• TRECHO DO TEXTO:
═══
Thursday, 19 de December de 2024 ISSN 1519-7670 - Ano 24 - nº 1318

Por uma Rede Nacional de Observatórios de Imprensa

O sistema brasileiro de comunicações é marcado pela oligopolização, por uma ainda incipiente preocupação com a qualidade e por uma total ausência de transparência nos seus processos. Paradoxalmente, os meios de comunicação têm finalidade social e devem prestar um serviço público essencial ao aprofundamento da experiência democrática brasileira, independente da natureza do controle de suas empresas. É a própria Constituição Federal que determina tais contrapartidas sociais.

Apesar disso, a cena midiática nacional ainda não dispõe de uma cultura de consumo crítico dos conteúdos, lacuna que possibilita uma série de desrespeitos aos direitos do cidadão e de distorções do papel da imprensa, em particular na vida brasileira.

São poucas as iniciativas de análise da mídia nacional. O meio acadêmico pode contribuir sobremaneira para a disseminação de um consumo ativo de informação, gerando condições para um controle público de qualidade de produtos, processos e procedimentos. Neste sentido, os projetos universitários de crítica de mídia podem somar esforços e constituir uma Rede Nacional de Observatórios de Imprensa nas instituições de ensino superior.
═══
• REGISTROS DE DADOS:
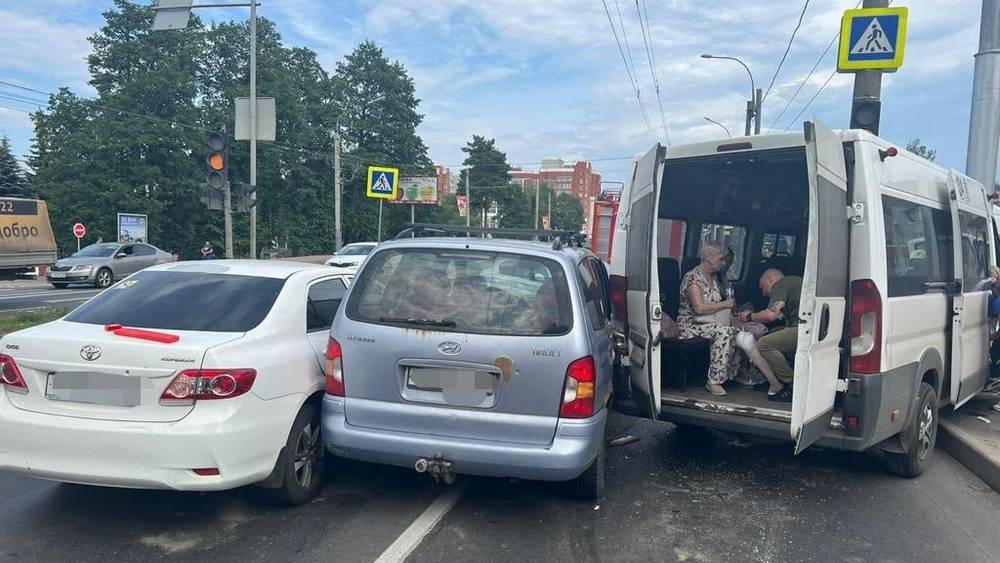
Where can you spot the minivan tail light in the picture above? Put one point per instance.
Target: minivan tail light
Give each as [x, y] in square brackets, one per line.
[866, 327]
[334, 369]
[617, 289]
[10, 375]
[578, 389]
[207, 385]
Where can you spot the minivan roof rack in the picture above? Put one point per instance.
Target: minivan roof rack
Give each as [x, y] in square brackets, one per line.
[558, 238]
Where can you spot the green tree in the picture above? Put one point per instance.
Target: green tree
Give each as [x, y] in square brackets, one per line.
[13, 180]
[376, 104]
[131, 149]
[567, 213]
[917, 147]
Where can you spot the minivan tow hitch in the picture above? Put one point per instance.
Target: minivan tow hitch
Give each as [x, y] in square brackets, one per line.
[438, 468]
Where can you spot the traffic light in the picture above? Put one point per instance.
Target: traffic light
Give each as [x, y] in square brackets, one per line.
[217, 161]
[865, 114]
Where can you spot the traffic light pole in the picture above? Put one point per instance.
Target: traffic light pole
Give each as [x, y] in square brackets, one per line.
[338, 191]
[253, 130]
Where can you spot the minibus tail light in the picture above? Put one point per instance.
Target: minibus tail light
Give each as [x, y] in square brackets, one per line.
[866, 327]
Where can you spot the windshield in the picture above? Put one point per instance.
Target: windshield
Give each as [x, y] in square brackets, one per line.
[183, 301]
[463, 291]
[103, 250]
[356, 250]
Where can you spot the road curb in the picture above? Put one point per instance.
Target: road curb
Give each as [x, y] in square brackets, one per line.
[969, 452]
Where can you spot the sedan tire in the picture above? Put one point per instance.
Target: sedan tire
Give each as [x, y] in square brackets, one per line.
[302, 461]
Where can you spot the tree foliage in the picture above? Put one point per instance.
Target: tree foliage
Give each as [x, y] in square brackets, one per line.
[139, 147]
[13, 180]
[917, 147]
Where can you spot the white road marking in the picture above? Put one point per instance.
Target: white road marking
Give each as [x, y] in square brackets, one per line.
[414, 534]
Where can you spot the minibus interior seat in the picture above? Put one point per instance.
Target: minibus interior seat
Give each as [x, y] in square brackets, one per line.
[682, 359]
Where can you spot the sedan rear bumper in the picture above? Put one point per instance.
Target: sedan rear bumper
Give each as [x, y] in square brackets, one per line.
[241, 440]
[572, 450]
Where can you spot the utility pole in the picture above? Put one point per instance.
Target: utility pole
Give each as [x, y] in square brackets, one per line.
[758, 102]
[338, 193]
[468, 200]
[227, 213]
[538, 193]
[253, 129]
[867, 87]
[984, 121]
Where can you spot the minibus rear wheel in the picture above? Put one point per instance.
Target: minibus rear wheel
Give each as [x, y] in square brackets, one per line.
[919, 436]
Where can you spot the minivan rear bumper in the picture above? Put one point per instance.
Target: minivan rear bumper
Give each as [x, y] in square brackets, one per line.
[572, 450]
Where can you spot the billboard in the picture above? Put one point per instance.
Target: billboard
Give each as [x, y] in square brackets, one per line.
[132, 228]
[418, 190]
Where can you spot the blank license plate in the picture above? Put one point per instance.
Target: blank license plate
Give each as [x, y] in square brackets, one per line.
═══
• SUA TAREFA:
Prossiga o texto sobre a proposta de uma Rede Nacional de Observatórios de Imprensa, começando logo após a última frase.

• RESPOSTA AO EXERCÍCIO:
Esta idéia, surgida no âmbito do Observatório de Imprensa ainda nos anos 1990, foi sendo discutida por diversos atores nos últimos anos. Problemas de viabilidade, de oportunidade e, forçoso afirmar, de qualificação de docentes, mostraram que a idéia, embora viável, fosse sendo adiada. A realidade hoje é outra, felizmente. Quase dez anos depois de sua primeira proposta, a Rede Nacional de Observatórios de Imprensa (Renoi) passa a existir concretamente a partir de agora, podendo expandir seus nós em todas as latitudes brasileiras sempre com a clara finalidade de contribuir para o aperfeiçoamento da mídia nacional, seja monitorando os meios, pesquisando soluções para seus problemas ou fomentando uma cultura de consumo não-passivo da informação, do entretenimento e da diversão.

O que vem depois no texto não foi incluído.